EXERCISE INSTRUCTIONS
Pull out each line of the records that contains the string "logo", matching uppercase and lowercase exactly.

GIVEN INFORMATION
▼▼▼
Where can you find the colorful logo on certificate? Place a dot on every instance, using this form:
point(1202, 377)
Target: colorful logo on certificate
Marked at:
▲▲▲
▼▼▼
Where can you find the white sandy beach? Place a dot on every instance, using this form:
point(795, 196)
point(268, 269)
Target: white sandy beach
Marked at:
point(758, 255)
▲▲▲
EXERCISE ANSWER
Where can you find the colorful logo on certificate? Place a dot on every instance, using this form:
Target: colorful logo on certificate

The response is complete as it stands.